Posted by IMR on 25 March 2011
JONATHAN RABAN’S 1974 book Soft City was an influential work of popular sociology examining the rootlessness of life in the modern city. In it, Raban quotes from Inside Out: An Essay in the Psychology and Aesthetic Appeal of Space, written in 1945 by the art critic and painter Adrian Stokes.
Raban was brought up in Norfolk and his writing occasionally has the pugnaciousness of the newcomer who thinks he’s more vital and authentic than the native-born Londoner. When Stokes describes his early memory of how ‘a street became informed for me by the sounds of a barrel organ’, Raban pounces on it as an example of the egocentric synaesthesia he thinks is typical of city-bred children – this little townie went me-me-me all the way home.
London is like a vortex cartwheeling across time and it draws energy from the life-force of young immigrants like Raban, who moved there in his late twenties. Adrian Stokes, however, was reared in the wealthy neighbourhood of Bayswater, near Hyde Park and inside the airless dead calm of the storm’s centre.

> [Task requirements] Please output the text about Jonathan Raban and Adrian Stokes from "London is like" up to and including "the storm’s centre.", copied word for word. The listing after this text has nothing to do with what is asked here.

> [Recorded information]
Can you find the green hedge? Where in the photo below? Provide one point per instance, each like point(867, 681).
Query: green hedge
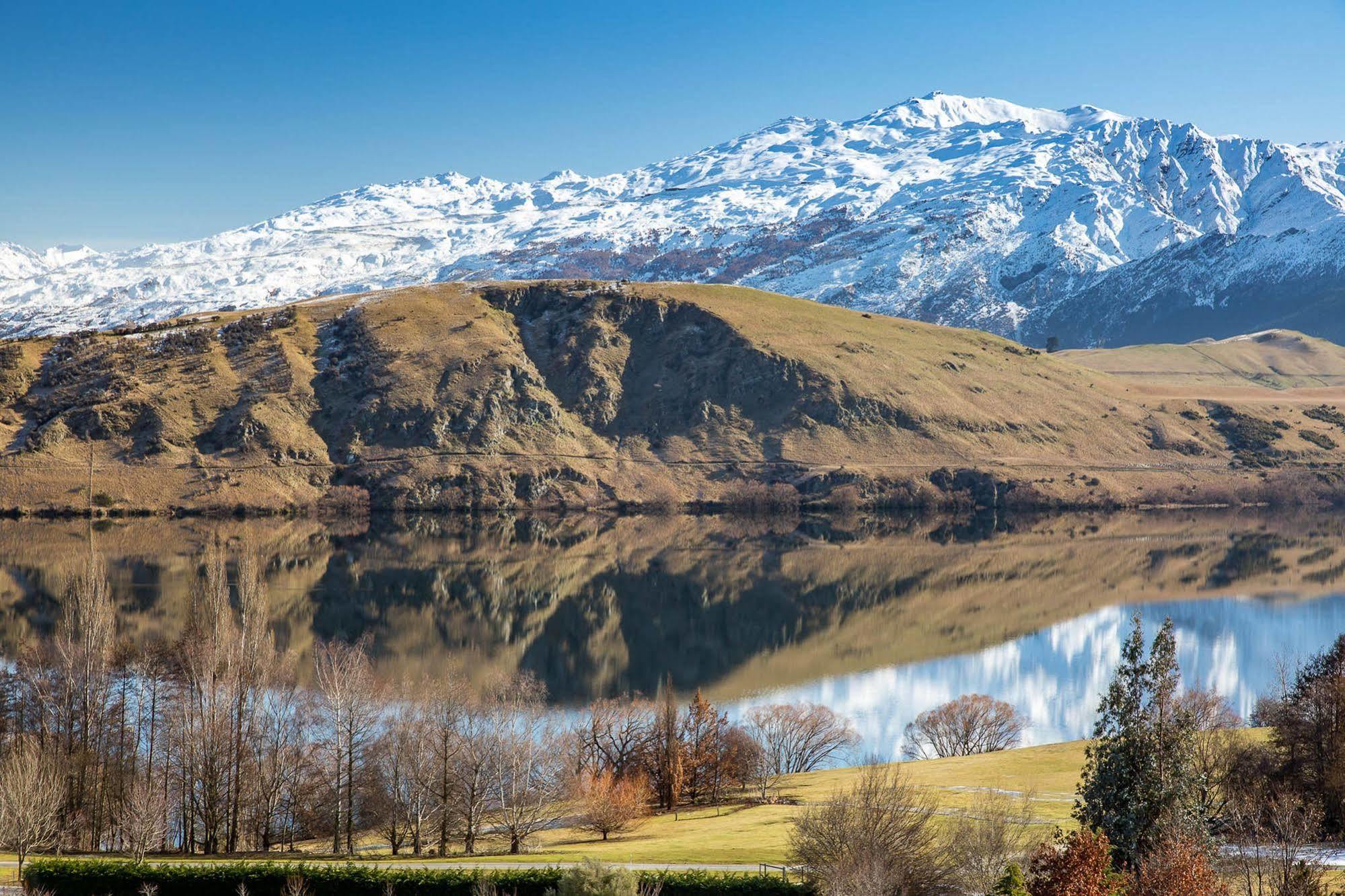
point(114, 878)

> [Result of the exercise]
London is like a vortex cartwheeling across time and it draws energy from the life-force of young immigrants like Raban, who moved there in his late twenties. Adrian Stokes, however, was reared in the wealthy neighbourhood of Bayswater, near Hyde Park and inside the airless dead calm of the storm’s centre.